_About this task:_ Among the records, which lines hold the word "wooden"? Pick them out.

_Data for the task:_
--- START ---

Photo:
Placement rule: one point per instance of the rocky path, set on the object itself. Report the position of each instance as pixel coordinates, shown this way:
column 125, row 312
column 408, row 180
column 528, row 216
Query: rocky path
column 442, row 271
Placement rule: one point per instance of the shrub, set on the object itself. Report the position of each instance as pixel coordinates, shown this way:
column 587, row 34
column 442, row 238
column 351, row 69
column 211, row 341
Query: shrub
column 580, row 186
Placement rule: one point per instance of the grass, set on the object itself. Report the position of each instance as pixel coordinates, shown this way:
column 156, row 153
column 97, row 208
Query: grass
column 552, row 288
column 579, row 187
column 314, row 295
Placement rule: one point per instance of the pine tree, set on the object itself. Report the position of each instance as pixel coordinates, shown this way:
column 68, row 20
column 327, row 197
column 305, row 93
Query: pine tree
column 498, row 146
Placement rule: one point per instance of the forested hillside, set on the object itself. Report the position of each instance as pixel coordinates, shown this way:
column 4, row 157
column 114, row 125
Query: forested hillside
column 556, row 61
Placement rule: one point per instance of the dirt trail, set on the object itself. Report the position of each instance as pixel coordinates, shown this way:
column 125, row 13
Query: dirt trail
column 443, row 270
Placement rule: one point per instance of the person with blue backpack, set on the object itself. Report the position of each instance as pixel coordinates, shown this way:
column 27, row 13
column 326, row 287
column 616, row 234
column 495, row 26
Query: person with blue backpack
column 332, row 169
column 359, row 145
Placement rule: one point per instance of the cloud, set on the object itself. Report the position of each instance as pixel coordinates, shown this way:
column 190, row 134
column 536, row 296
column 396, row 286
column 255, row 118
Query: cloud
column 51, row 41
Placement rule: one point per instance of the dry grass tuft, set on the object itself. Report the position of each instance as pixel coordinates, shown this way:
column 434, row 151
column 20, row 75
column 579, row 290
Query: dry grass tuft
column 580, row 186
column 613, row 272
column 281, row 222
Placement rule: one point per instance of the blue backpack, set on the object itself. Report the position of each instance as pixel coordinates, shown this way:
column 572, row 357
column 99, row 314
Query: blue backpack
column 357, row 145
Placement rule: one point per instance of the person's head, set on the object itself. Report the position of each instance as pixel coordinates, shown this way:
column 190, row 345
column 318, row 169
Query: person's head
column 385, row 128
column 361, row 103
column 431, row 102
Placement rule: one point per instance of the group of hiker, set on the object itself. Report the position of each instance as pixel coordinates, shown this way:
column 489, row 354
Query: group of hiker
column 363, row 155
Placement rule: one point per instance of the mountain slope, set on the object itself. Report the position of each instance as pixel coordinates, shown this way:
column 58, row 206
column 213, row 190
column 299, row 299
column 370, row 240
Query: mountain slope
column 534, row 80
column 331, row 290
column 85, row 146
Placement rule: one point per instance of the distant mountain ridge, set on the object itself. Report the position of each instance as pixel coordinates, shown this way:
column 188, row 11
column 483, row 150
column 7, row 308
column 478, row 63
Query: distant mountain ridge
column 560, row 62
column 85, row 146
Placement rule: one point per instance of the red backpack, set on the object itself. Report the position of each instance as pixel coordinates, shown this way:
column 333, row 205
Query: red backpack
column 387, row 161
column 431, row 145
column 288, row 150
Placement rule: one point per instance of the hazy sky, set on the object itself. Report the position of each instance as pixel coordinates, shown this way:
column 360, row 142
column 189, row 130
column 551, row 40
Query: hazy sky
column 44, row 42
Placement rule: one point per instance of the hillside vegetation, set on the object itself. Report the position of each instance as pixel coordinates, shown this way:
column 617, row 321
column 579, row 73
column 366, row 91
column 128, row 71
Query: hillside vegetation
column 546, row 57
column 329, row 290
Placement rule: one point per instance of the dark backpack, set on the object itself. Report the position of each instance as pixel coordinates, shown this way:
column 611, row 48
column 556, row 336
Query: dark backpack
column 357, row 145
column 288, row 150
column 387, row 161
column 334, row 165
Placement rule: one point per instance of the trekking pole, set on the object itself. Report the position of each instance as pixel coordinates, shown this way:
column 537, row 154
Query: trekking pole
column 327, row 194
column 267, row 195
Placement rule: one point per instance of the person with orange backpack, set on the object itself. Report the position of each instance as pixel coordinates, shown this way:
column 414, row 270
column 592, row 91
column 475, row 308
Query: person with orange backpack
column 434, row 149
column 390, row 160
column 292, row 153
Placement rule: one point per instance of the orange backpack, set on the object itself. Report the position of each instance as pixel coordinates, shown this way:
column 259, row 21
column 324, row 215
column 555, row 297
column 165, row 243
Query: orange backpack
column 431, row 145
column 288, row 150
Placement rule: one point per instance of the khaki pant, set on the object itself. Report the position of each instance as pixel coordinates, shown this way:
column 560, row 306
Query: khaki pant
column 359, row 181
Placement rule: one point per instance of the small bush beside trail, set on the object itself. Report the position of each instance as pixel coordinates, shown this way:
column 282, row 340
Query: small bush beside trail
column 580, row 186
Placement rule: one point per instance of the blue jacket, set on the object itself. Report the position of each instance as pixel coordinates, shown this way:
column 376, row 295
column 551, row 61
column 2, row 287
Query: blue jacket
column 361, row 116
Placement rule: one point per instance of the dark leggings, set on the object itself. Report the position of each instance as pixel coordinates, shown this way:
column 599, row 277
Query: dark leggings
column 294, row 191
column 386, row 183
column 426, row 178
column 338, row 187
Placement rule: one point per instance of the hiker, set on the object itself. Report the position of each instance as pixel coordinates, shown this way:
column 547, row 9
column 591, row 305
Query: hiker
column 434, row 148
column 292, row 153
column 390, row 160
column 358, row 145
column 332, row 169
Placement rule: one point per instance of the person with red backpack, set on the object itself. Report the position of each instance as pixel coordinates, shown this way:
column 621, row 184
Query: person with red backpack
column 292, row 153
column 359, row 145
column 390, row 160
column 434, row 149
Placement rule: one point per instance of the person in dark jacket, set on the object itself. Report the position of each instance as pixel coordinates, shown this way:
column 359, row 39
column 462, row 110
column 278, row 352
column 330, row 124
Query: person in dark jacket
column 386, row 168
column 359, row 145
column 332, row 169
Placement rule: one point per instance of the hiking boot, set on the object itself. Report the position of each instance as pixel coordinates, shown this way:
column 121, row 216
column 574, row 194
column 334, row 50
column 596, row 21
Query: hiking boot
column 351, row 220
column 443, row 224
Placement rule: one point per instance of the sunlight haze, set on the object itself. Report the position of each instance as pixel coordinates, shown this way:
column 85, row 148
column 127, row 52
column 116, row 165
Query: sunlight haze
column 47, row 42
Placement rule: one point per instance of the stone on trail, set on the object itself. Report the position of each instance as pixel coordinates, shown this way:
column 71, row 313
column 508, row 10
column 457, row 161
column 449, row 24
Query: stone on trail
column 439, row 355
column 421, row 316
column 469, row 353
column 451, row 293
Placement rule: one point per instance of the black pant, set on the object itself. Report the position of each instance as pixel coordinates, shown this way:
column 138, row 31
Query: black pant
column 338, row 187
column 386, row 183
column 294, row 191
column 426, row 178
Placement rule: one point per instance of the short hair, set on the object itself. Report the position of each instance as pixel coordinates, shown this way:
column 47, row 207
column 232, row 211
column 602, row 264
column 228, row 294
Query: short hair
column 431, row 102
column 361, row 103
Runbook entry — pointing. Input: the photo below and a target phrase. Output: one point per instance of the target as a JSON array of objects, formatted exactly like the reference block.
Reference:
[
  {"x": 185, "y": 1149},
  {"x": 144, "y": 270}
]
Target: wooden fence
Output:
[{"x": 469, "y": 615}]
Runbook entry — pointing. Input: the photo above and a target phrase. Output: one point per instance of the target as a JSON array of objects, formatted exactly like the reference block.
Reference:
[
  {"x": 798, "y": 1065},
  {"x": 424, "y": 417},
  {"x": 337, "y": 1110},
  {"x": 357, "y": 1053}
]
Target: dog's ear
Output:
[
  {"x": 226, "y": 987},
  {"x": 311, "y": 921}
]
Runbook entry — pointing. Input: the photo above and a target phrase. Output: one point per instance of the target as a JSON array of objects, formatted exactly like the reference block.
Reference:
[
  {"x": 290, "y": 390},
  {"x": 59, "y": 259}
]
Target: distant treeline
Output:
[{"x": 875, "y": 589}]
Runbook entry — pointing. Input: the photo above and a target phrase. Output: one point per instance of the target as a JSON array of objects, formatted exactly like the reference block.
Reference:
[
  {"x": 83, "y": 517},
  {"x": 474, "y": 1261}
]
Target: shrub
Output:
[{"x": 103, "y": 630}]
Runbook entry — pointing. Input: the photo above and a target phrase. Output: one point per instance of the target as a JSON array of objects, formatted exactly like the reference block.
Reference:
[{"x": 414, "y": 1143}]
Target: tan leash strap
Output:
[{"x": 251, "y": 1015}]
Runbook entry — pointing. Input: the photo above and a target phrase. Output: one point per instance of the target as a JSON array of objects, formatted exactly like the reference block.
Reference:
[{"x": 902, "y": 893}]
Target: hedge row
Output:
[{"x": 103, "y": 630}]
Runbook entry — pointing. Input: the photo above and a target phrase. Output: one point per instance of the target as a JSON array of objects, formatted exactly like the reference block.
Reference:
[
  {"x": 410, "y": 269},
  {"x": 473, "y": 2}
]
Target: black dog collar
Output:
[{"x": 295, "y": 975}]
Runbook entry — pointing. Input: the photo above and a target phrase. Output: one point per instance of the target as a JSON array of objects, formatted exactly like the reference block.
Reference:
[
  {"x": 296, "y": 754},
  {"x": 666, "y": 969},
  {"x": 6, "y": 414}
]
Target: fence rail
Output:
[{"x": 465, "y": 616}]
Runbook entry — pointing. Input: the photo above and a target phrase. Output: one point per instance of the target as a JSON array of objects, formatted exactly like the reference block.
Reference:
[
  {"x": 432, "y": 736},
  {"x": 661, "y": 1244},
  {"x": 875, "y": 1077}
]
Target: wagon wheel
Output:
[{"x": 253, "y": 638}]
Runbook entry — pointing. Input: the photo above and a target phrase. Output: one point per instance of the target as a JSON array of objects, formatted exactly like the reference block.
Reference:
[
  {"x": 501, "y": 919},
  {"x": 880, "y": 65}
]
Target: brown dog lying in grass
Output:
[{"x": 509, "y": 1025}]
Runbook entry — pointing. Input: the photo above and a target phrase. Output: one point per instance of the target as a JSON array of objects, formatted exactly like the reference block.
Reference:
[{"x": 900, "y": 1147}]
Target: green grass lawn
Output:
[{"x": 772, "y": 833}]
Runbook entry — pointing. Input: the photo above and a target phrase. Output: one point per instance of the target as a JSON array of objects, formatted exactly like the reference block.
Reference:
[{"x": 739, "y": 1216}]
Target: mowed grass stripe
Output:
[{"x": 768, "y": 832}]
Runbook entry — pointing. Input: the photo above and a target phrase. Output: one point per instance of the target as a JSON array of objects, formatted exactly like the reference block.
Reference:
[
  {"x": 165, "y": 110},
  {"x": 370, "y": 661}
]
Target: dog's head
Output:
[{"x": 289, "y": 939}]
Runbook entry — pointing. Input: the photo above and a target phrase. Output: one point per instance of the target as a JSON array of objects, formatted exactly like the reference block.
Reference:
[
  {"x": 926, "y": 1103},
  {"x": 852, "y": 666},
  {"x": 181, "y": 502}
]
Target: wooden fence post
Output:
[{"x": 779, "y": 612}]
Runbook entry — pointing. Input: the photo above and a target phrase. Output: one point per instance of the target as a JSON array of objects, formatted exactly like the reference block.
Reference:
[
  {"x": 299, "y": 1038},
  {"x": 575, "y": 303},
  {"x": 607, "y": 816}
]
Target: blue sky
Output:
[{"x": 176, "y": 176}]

--- END ---

_Task result:_
Target: wooden fence
Target: wooden fence post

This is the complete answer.